Problem statement |
Without a single alteration, write the listing out again.

Available data |

_ _ _ _ _ _ _

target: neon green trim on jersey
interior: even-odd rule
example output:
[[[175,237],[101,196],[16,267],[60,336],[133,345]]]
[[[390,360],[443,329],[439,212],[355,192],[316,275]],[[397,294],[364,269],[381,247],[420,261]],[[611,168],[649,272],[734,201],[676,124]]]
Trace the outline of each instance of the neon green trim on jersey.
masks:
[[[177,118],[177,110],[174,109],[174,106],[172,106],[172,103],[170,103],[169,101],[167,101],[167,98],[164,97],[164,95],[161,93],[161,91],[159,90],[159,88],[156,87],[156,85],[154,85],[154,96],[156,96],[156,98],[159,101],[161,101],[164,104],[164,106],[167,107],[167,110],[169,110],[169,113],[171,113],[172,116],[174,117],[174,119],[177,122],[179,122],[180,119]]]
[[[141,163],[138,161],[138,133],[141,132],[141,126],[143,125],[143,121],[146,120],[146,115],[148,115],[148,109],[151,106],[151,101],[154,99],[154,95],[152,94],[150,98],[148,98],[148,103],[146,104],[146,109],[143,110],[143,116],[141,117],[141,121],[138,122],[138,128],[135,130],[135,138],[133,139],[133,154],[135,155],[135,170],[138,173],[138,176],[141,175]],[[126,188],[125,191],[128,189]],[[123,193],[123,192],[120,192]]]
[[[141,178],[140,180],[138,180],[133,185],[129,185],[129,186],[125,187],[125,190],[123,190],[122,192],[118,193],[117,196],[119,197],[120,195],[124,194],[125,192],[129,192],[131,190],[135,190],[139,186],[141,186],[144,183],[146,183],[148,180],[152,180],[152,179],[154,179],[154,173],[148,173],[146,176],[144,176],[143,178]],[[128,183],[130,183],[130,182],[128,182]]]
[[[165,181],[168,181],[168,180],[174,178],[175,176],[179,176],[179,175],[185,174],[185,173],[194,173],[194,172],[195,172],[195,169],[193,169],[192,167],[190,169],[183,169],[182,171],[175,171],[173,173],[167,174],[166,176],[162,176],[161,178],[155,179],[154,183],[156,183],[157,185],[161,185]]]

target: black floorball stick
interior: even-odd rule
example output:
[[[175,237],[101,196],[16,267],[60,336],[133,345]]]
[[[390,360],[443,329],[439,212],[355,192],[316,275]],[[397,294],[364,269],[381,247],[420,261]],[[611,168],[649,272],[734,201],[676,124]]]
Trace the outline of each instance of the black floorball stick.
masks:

_ _ _ _ _ _ _

Response to the exercise |
target: neon green trim on jersey
interior: even-odd rule
example output:
[[[175,237],[101,196],[16,267],[60,336],[133,345]]]
[[[390,360],[443,329],[439,212],[355,192],[316,275]],[[397,294],[364,269],[381,247],[420,261]],[[611,168],[649,272],[734,201],[676,124]]]
Trace the outline of each instance of the neon green trim on jersey.
masks:
[[[177,118],[177,110],[174,109],[174,106],[172,106],[172,103],[170,103],[169,101],[167,101],[167,98],[164,97],[164,95],[161,93],[161,91],[159,90],[159,88],[156,87],[156,85],[154,85],[154,96],[156,96],[156,98],[159,101],[161,101],[164,104],[164,106],[167,107],[167,110],[169,110],[169,113],[171,113],[172,116],[174,117],[174,119],[177,122],[179,122],[180,119]]]
[[[141,163],[138,161],[138,133],[141,132],[141,126],[143,125],[143,121],[146,120],[146,115],[148,115],[148,109],[151,106],[151,101],[154,99],[154,95],[152,94],[150,98],[148,98],[148,103],[146,104],[146,109],[143,110],[143,116],[141,117],[141,121],[138,122],[138,128],[135,130],[135,138],[133,139],[133,154],[135,155],[135,170],[138,173],[138,176],[141,175]],[[126,188],[125,191],[128,189]],[[123,193],[123,192],[120,192]]]
[[[141,178],[140,180],[138,180],[133,185],[129,185],[129,186],[125,187],[125,190],[123,190],[122,192],[118,193],[117,196],[119,197],[120,195],[124,194],[125,192],[129,192],[131,190],[135,190],[139,186],[141,186],[144,183],[146,183],[148,180],[152,180],[152,179],[154,179],[154,173],[148,173],[146,176],[144,176],[143,178]],[[128,183],[130,183],[130,182],[128,182]]]
[[[165,181],[168,181],[168,180],[174,178],[175,176],[179,176],[179,175],[185,174],[185,173],[194,173],[194,172],[195,172],[195,169],[193,169],[192,167],[190,169],[183,169],[182,171],[175,171],[173,173],[167,174],[166,176],[162,176],[161,178],[155,179],[154,183],[156,183],[157,185],[161,185]]]

target: black floorball stick
interior: even-odd rule
example output:
[[[175,237],[101,196],[16,267],[60,336],[133,345]]]
[[[390,360],[443,329],[439,212],[355,192],[316,275]],[[397,294],[364,269],[381,247],[420,261]],[[611,168],[649,272],[734,201],[676,124]]]
Trace the outline of each instance of the black floorball stick.
masks:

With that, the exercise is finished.